> **Source document**:
BEGIN
This scandal of particularity continues to be an offence to non-Jews, as is evident in this recent court case. I must say that my heart is with the boy’s parents, who desire a Jewish education for him. For the school to exclude him because it doubts his mother’s conversion seems unfair. That the school doubts further, not the sincerity of this conversion, but merely the procedure compounds the sense of injustice that many of us feel. Nevertheless, our feelings are not the only things at stake, nor are they the most crucial issue, especially as far as the law is concerned. The central issue is whether a public court of law has the authority to decide who is a Jew and who is not. That the new Supreme Court is claiming this authority has negative implications for other religious communities as well.
The predominant liberalism of the English-speaking democracies would reduce all communities to mere voluntary associations. Of course, there are groups of Christians, especially those in the baptistic and free church traditions, that see their own churches precisely as democratically-governed voluntary communities of believers. However, the vast majority of Christians do not do so, recognizing their eccesial communities as authoritative institutions anchored in God’s grace, as manifested in preaching the Word and administering the sacraments. (This roughly corresponds, though not entirely, to the difference between Ernst Tröltsch’s sect and church.) Yet even those Christians embracing a voluntaristic ecclesiology should not wish to see the state, through its judicial arm, impose this on all religious groups, as that would see the state overextending its proper sphere of competence to the detriment of everyone, as David Goldman warns in the January issue of this journal.
Because Britain does not have a written constitution, its Parliament has the authority to curtail the new court’s jurisdiction, as it deems necessary. Whether it will have the will to do so is another matter. Given the reluctance of Canada’s legislatures to invoke Section 33 of the Charter of Rights and Freedoms against questionable judicial decisions, it seems unlikely that Britain’s Parliament will intervene, especially as the Court’s decision appears to accord so well with current individualist understandings of equality and nondiscrimination.
END
> **Listed entries**:
BEGIN
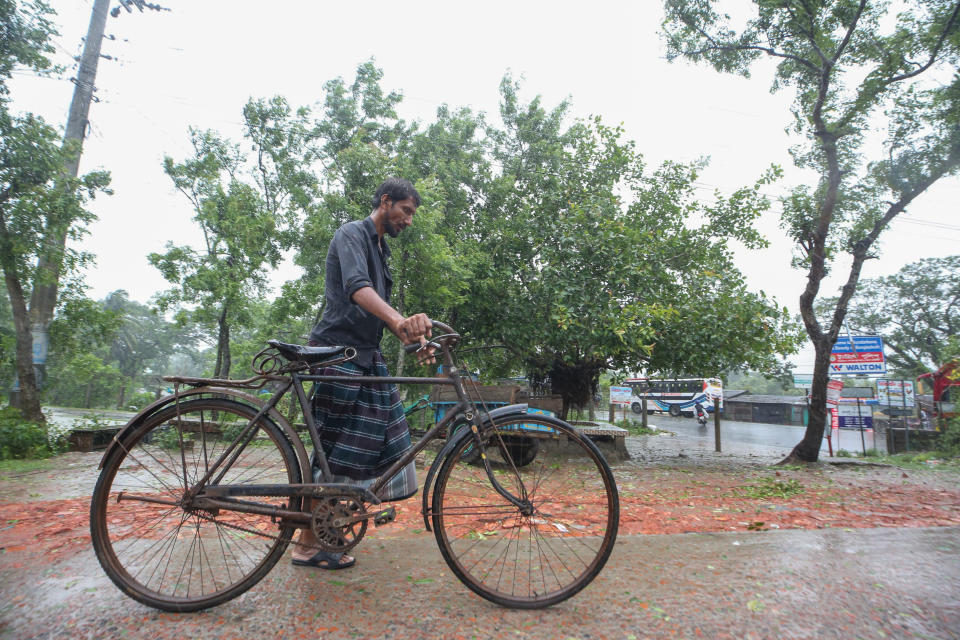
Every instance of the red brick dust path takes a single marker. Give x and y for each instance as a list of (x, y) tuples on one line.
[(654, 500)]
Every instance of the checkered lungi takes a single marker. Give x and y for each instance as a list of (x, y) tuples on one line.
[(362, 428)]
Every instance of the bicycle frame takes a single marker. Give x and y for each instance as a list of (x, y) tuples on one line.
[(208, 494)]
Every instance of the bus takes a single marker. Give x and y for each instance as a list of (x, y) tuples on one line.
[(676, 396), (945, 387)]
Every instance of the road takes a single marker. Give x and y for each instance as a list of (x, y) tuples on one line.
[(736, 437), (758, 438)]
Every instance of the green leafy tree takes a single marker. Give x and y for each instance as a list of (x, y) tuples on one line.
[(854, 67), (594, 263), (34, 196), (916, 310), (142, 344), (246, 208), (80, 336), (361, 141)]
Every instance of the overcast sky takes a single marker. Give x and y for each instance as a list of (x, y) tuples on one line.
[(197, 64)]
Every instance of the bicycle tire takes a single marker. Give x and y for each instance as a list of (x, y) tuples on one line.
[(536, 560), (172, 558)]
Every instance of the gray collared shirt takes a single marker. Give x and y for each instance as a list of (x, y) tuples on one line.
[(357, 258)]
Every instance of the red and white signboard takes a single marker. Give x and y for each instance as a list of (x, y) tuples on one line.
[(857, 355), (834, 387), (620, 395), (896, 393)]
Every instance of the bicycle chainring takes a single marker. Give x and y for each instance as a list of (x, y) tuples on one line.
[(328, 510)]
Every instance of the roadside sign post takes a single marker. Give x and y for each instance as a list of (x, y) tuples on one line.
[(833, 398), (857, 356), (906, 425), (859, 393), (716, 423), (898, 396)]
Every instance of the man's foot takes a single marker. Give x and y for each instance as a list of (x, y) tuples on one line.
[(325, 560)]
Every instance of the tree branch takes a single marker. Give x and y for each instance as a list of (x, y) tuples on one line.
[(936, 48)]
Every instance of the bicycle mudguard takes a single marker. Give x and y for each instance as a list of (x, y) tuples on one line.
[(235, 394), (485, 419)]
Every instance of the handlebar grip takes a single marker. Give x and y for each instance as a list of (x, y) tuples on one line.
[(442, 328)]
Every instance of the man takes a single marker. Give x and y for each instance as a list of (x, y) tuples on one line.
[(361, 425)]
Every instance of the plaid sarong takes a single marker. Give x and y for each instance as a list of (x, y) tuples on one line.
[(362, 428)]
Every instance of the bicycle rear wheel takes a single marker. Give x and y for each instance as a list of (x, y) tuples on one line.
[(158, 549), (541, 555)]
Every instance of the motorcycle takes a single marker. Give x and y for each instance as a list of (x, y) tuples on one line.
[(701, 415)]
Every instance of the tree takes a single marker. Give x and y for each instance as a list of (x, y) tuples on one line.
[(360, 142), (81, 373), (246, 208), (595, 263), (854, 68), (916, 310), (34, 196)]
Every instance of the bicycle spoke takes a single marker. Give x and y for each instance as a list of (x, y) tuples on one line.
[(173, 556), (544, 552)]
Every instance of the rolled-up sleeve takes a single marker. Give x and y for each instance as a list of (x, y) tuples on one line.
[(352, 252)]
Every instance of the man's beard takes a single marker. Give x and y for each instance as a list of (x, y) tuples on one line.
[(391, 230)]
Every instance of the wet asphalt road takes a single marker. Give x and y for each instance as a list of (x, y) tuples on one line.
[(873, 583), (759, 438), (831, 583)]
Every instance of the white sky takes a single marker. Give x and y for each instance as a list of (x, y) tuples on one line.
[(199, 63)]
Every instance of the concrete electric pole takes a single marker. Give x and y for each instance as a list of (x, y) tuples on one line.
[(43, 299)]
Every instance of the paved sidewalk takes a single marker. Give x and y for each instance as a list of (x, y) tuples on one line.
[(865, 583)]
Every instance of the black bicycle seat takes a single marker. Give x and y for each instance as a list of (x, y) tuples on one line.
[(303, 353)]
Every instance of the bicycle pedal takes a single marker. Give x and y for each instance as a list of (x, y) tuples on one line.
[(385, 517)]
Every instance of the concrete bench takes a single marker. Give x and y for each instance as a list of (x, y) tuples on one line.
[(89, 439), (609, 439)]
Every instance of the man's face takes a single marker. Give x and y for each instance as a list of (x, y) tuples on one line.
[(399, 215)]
END
> **Work instructions**:
a – According to the court-case commentary, whose warning in the January issue of the journal is cited?
b – State whether each statement agrees with the court-case commentary, answering yes or no and quoting the words that decide it: (i) The school doubts the sincerity of the mother's conversion. (ii) Britain does not have a written constitution. (iii) Most Christians regard their churches as voluntary associations.
The entries are separate from the court-case commentary and have nothing to do with it.

> **The responses**:
a – David Goldman's.

b –
(i) No: "That the school doubts further, not the sincerity of this conversion, but merely the procedure"
(ii) Yes: "Because Britain does not have a written constitution"
(iii) No: "However, the vast majority of Christians do not do so"